=== Saved entries ===
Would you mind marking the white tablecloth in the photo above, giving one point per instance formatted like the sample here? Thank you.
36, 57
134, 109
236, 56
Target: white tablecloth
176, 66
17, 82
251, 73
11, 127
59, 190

=== Exercise ===
Please return every line of the data, unaltered.

=== Written answer ===
Would you mind marking the white tablecloth in the photo above, giving one point per instance formatted like the sample here? Thank you.
36, 57
134, 109
236, 56
Target: white tablecloth
176, 66
17, 82
251, 73
11, 127
59, 190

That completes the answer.